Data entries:
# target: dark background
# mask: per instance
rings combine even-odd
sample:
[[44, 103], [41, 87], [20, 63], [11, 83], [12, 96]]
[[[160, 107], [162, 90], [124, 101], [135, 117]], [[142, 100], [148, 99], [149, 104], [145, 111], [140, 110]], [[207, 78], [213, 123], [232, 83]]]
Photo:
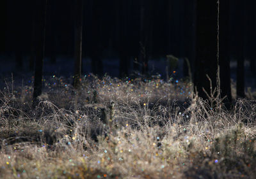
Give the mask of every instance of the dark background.
[[[253, 89], [256, 85], [255, 2], [230, 1], [227, 49], [231, 77], [236, 82], [236, 59], [242, 53], [245, 59], [246, 87]], [[74, 73], [74, 2], [48, 0], [44, 75], [68, 76]], [[140, 52], [143, 47], [149, 60], [148, 73], [158, 73], [164, 76], [166, 55], [169, 54], [180, 59], [179, 77], [188, 75], [183, 64], [185, 57], [195, 72], [196, 2], [83, 1], [82, 73], [92, 72], [102, 76], [107, 73], [122, 77], [135, 70], [141, 72], [143, 64]], [[1, 78], [10, 76], [11, 73], [22, 78], [33, 76], [35, 1], [1, 1]], [[134, 63], [135, 59], [138, 63]]]

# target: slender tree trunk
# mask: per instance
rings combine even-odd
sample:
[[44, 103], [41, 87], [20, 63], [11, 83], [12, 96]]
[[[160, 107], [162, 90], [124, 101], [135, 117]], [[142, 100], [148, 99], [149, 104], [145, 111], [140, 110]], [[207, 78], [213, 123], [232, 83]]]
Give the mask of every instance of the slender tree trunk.
[[[195, 62], [195, 1], [184, 1], [184, 55], [183, 57], [188, 59], [190, 64], [190, 70], [194, 67]], [[184, 61], [184, 76], [189, 76], [189, 69], [187, 62]], [[192, 76], [190, 76], [192, 77]]]
[[246, 3], [246, 45], [248, 47], [248, 58], [250, 59], [250, 69], [253, 74], [256, 72], [256, 52], [255, 43], [256, 41], [256, 2], [254, 0], [247, 0]]
[[244, 97], [244, 1], [237, 0], [236, 54], [237, 61], [236, 94], [238, 97]]
[[230, 66], [229, 56], [229, 1], [221, 1], [220, 4], [220, 76], [221, 97], [226, 107], [232, 102]]
[[74, 86], [79, 87], [82, 68], [83, 0], [75, 1], [75, 74]]
[[[211, 91], [216, 87], [217, 1], [197, 0], [196, 8], [196, 57], [194, 84], [198, 96], [203, 99], [207, 99], [203, 89], [211, 94]], [[212, 81], [212, 89], [206, 75], [209, 75]]]
[[140, 59], [142, 60], [142, 74], [148, 72], [150, 35], [152, 30], [152, 1], [141, 0], [140, 10]]
[[103, 75], [102, 54], [102, 16], [103, 9], [100, 1], [92, 1], [92, 72], [99, 76]]
[[119, 28], [119, 76], [120, 78], [129, 75], [128, 3], [129, 2], [125, 1], [119, 1], [119, 25], [120, 25]]
[[33, 92], [33, 106], [42, 94], [44, 55], [45, 39], [46, 6], [47, 0], [37, 0], [35, 3], [35, 69]]

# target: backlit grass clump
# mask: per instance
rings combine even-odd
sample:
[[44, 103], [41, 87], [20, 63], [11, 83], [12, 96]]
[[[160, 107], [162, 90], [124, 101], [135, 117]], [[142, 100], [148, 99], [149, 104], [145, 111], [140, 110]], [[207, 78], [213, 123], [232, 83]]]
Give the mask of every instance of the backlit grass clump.
[[171, 81], [53, 76], [36, 108], [32, 83], [7, 83], [0, 178], [256, 178], [256, 101], [227, 110]]

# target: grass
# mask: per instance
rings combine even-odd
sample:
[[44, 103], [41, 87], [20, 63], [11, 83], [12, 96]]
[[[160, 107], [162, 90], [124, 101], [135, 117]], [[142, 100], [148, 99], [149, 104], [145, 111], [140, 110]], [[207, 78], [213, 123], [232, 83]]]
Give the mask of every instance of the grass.
[[8, 84], [0, 97], [1, 178], [256, 178], [256, 103], [228, 111], [191, 85], [89, 75]]

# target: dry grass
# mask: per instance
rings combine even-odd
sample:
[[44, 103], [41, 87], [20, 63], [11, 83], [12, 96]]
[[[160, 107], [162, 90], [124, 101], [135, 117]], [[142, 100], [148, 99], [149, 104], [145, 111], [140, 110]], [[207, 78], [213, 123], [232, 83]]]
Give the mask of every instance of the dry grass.
[[212, 108], [157, 76], [65, 80], [45, 80], [36, 109], [31, 87], [1, 91], [1, 178], [256, 178], [255, 101]]

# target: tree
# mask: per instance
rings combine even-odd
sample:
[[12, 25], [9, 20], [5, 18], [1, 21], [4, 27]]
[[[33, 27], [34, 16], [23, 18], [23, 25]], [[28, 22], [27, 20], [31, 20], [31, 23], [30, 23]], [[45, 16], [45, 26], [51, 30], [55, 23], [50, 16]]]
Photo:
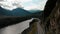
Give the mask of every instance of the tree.
[[60, 34], [60, 0], [57, 0], [54, 4], [52, 6], [55, 7], [53, 7], [52, 10], [50, 10], [51, 7], [50, 9], [45, 9], [46, 12], [44, 13], [44, 16], [47, 15], [46, 13], [50, 14], [47, 15], [48, 17], [46, 16], [46, 19], [44, 19], [45, 21], [43, 22], [45, 23], [43, 24], [45, 28], [45, 34]]

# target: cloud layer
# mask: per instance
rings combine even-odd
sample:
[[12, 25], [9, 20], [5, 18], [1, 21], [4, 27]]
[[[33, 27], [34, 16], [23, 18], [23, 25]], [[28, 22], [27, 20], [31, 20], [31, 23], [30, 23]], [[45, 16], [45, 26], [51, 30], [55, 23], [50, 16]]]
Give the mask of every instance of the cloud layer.
[[5, 9], [15, 9], [17, 7], [24, 7], [26, 10], [31, 9], [44, 9], [44, 5], [47, 0], [4, 0], [0, 2]]

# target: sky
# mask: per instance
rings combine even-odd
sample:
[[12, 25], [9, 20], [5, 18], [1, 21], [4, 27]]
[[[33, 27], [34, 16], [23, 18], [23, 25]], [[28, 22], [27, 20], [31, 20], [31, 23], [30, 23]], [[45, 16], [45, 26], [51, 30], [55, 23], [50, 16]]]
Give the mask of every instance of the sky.
[[43, 10], [47, 0], [0, 0], [2, 8], [13, 10], [18, 7], [25, 10]]

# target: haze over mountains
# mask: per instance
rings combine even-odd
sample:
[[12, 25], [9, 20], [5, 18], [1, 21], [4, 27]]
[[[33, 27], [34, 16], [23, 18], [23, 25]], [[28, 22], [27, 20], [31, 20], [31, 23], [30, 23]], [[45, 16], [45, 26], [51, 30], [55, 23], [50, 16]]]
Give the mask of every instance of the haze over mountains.
[[6, 10], [6, 9], [3, 9], [2, 7], [0, 7], [0, 15], [4, 15], [4, 16], [26, 16], [29, 14], [31, 14], [31, 13], [22, 8], [16, 8], [16, 9], [10, 11], [10, 10]]
[[20, 16], [20, 17], [31, 17], [40, 18], [43, 11], [41, 10], [24, 10], [22, 8], [16, 8], [14, 10], [6, 10], [0, 7], [0, 16]]

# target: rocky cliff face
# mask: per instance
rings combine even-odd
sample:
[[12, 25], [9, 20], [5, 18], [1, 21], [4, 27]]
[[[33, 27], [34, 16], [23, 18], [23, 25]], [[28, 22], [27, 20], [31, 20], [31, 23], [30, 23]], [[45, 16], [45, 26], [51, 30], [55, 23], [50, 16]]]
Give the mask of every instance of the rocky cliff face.
[[60, 34], [60, 0], [43, 23], [45, 34]]

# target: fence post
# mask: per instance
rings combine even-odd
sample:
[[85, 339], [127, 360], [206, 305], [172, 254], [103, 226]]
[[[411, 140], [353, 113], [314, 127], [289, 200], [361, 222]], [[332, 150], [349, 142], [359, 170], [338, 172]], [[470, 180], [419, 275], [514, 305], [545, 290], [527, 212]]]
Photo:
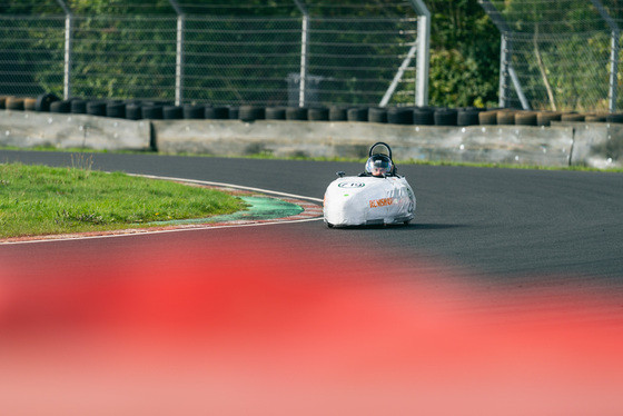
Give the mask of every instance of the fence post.
[[610, 17], [607, 11], [604, 9], [601, 0], [591, 0], [595, 9], [597, 9], [600, 16], [610, 27], [611, 39], [610, 39], [610, 86], [607, 91], [607, 107], [610, 112], [616, 111], [616, 76], [619, 73], [619, 24], [616, 21]]
[[305, 107], [305, 93], [307, 89], [307, 67], [309, 65], [309, 13], [300, 0], [294, 0], [298, 10], [303, 13], [300, 28], [300, 82], [298, 92], [298, 106]]
[[184, 102], [184, 31], [186, 18], [184, 10], [181, 10], [176, 0], [169, 0], [169, 3], [177, 14], [175, 105], [181, 106]]
[[71, 97], [71, 40], [73, 31], [73, 14], [63, 0], [57, 0], [65, 12], [65, 62], [62, 66], [62, 95], [65, 99]]
[[500, 97], [498, 106], [506, 108], [506, 96], [508, 95], [508, 44], [506, 33], [502, 33], [500, 44]]
[[424, 1], [409, 1], [417, 13], [415, 105], [426, 106], [428, 103], [428, 68], [431, 66], [431, 12]]

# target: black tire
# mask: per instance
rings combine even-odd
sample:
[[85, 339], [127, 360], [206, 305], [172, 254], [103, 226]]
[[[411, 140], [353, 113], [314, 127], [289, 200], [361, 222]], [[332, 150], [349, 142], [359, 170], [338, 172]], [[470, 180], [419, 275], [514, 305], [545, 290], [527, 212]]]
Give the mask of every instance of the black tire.
[[515, 113], [515, 126], [536, 126], [536, 112], [517, 111]]
[[50, 112], [69, 113], [71, 112], [71, 101], [55, 101], [50, 105]]
[[126, 105], [126, 119], [140, 120], [142, 118], [141, 106], [138, 103]]
[[346, 121], [348, 120], [347, 109], [345, 107], [330, 107], [329, 121]]
[[86, 115], [87, 113], [87, 101], [85, 101], [85, 100], [71, 100], [70, 111], [73, 115]]
[[162, 106], [142, 106], [141, 118], [147, 120], [162, 120], [165, 118], [162, 112]]
[[501, 110], [495, 115], [495, 121], [497, 126], [514, 126], [515, 125], [515, 111], [512, 110]]
[[584, 117], [585, 122], [605, 122], [607, 116], [602, 115], [587, 115]]
[[181, 120], [184, 118], [184, 109], [179, 106], [162, 107], [162, 118], [165, 120]]
[[37, 98], [24, 98], [23, 99], [23, 110], [34, 111], [37, 108]]
[[230, 111], [228, 107], [207, 106], [204, 111], [204, 118], [207, 120], [227, 120], [230, 118]]
[[126, 118], [125, 102], [108, 102], [106, 105], [106, 117]]
[[613, 113], [611, 113], [611, 115], [607, 115], [607, 116], [605, 117], [605, 120], [606, 120], [607, 122], [621, 123], [621, 122], [623, 122], [623, 113], [621, 113], [621, 112], [613, 112]]
[[365, 107], [354, 107], [346, 111], [348, 121], [368, 121], [368, 109]]
[[477, 110], [462, 110], [458, 111], [456, 116], [456, 125], [457, 126], [477, 126], [478, 121], [478, 111]]
[[267, 120], [285, 120], [286, 109], [284, 107], [267, 107], [266, 108], [266, 119]]
[[413, 108], [392, 107], [387, 110], [387, 122], [390, 125], [413, 125]]
[[368, 108], [368, 121], [387, 123], [387, 109], [382, 107]]
[[7, 98], [7, 110], [23, 111], [23, 98], [9, 97]]
[[488, 110], [478, 112], [478, 123], [481, 126], [495, 126], [497, 125], [497, 111]]
[[288, 107], [286, 108], [286, 120], [307, 120], [307, 109], [305, 107]]
[[101, 101], [87, 102], [87, 113], [89, 116], [106, 117], [106, 102], [101, 102]]
[[552, 121], [561, 121], [562, 113], [557, 111], [538, 111], [536, 113], [536, 126], [551, 126]]
[[206, 118], [206, 107], [200, 105], [184, 106], [184, 118], [187, 120], [201, 120]]
[[266, 119], [266, 109], [257, 106], [240, 106], [238, 119], [241, 121], [255, 121]]
[[37, 97], [37, 103], [34, 105], [34, 111], [50, 111], [50, 103], [59, 101], [55, 93], [47, 92], [41, 93]]
[[439, 108], [435, 110], [435, 126], [456, 126], [458, 111], [454, 108]]
[[309, 121], [328, 121], [329, 109], [326, 107], [312, 107], [307, 110], [307, 119]]
[[413, 109], [413, 123], [417, 126], [434, 126], [435, 110], [429, 107], [417, 107]]

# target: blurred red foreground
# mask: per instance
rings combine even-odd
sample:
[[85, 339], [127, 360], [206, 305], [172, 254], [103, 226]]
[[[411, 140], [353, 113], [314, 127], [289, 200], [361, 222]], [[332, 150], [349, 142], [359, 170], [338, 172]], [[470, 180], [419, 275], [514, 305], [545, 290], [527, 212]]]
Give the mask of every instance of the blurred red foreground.
[[0, 265], [4, 415], [623, 414], [621, 297], [259, 240], [63, 256]]

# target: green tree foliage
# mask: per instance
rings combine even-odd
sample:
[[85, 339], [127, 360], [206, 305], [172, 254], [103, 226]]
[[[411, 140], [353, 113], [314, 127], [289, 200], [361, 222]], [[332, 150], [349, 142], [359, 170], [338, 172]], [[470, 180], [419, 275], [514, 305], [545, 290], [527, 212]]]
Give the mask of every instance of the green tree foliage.
[[500, 31], [477, 0], [428, 0], [429, 102], [497, 106]]
[[[65, 0], [65, 3], [73, 14], [75, 96], [174, 99], [177, 14], [169, 0]], [[187, 99], [259, 103], [287, 99], [284, 81], [289, 73], [298, 72], [300, 65], [301, 11], [294, 0], [180, 0], [177, 3], [186, 13]], [[307, 0], [301, 3], [310, 14], [314, 36], [309, 73], [324, 77], [323, 91], [333, 88], [344, 92], [333, 96], [323, 92], [322, 100], [378, 102], [379, 93], [403, 62], [408, 42], [416, 38], [416, 14], [409, 2]], [[448, 107], [495, 103], [500, 32], [477, 0], [426, 0], [425, 3], [433, 16], [429, 102]], [[56, 19], [53, 30], [24, 21], [23, 30], [28, 30], [24, 37], [37, 42], [29, 46], [31, 50], [16, 51], [11, 60], [23, 65], [37, 62], [28, 69], [30, 77], [41, 90], [62, 95], [65, 23], [59, 2], [8, 0], [4, 4], [9, 6], [0, 6], [3, 8], [0, 11], [6, 14]], [[357, 23], [358, 18], [367, 19], [367, 26]], [[379, 33], [396, 30], [396, 23], [384, 19], [404, 19], [398, 28], [402, 37], [379, 41]], [[378, 21], [373, 29], [369, 20]], [[388, 29], [390, 24], [394, 26]], [[39, 62], [38, 53], [49, 58]], [[365, 70], [360, 68], [363, 60]], [[340, 72], [338, 68], [344, 70]], [[390, 105], [413, 103], [414, 78], [413, 71], [405, 75], [405, 82], [394, 93]]]

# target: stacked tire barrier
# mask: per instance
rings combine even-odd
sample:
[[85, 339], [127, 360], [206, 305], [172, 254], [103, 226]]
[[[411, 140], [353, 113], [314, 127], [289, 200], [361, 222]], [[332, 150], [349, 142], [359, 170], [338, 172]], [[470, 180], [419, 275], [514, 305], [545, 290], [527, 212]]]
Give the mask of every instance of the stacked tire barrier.
[[476, 107], [263, 107], [192, 103], [174, 106], [167, 101], [61, 100], [53, 93], [37, 98], [0, 97], [0, 109], [79, 113], [128, 120], [295, 120], [357, 121], [417, 126], [550, 126], [552, 121], [623, 122], [623, 113], [528, 111]]
[[0, 146], [622, 167], [623, 115], [437, 107], [275, 107], [0, 97]]

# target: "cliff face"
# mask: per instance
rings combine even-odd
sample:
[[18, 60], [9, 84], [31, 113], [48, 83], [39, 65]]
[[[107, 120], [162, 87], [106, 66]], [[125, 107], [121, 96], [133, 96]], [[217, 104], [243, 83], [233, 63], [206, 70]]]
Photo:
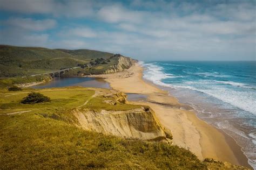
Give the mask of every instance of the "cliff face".
[[[115, 102], [127, 102], [126, 95], [120, 92], [110, 96], [114, 97], [114, 102], [107, 100], [110, 96], [104, 97], [106, 102], [113, 105]], [[164, 129], [149, 108], [142, 107], [125, 111], [78, 108], [72, 112], [78, 121], [77, 125], [84, 130], [143, 140], [170, 141], [172, 138], [171, 132]]]
[[123, 71], [124, 69], [128, 69], [132, 66], [137, 62], [137, 60], [129, 57], [122, 55], [118, 57], [117, 64], [110, 66], [109, 69], [104, 71], [104, 74], [114, 73]]

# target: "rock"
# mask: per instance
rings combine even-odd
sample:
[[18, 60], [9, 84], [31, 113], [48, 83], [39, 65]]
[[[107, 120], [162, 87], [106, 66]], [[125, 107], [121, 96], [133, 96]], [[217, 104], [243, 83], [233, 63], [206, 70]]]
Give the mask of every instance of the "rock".
[[132, 66], [137, 61], [130, 58], [123, 56], [120, 54], [115, 56], [115, 57], [118, 58], [118, 63], [110, 66], [110, 68], [104, 72], [104, 74], [111, 74], [123, 71]]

## Stated goal
Convert the lines from the first one through the one containing "59], [138, 63]]]" into a Markdown table with the columns No. and Entry, skipping blank lines and leaving the pictures out.

## Complete response
| No. | Entry |
|---|---|
| 1 | # target: dark background |
| 2 | # mask: per instance |
| 3 | rings combine even-odd |
| 4 | sample: |
| 5 | [[44, 103], [41, 87], [20, 63], [11, 83], [12, 96]] |
| 6 | [[[160, 107], [162, 90], [124, 101], [135, 117]], [[142, 100], [148, 99], [149, 104], [145, 111], [140, 110]], [[207, 78], [213, 123], [232, 83]]] |
| 7 | Photo: |
| 8 | Give the mask of every instance of the dark background. |
| 9 | [[[253, 89], [256, 85], [255, 2], [230, 1], [227, 49], [231, 77], [236, 82], [236, 59], [242, 53], [245, 59], [246, 87]], [[74, 73], [74, 2], [48, 0], [44, 75], [68, 76]], [[140, 52], [143, 47], [149, 60], [148, 73], [158, 73], [164, 76], [166, 55], [169, 54], [180, 59], [179, 77], [188, 75], [183, 64], [185, 57], [195, 72], [196, 2], [83, 1], [82, 73], [92, 72], [102, 76], [107, 73], [122, 77], [135, 70], [141, 72], [143, 64]], [[1, 78], [10, 76], [11, 73], [22, 78], [33, 76], [35, 1], [1, 1]], [[134, 63], [135, 59], [138, 63]]] |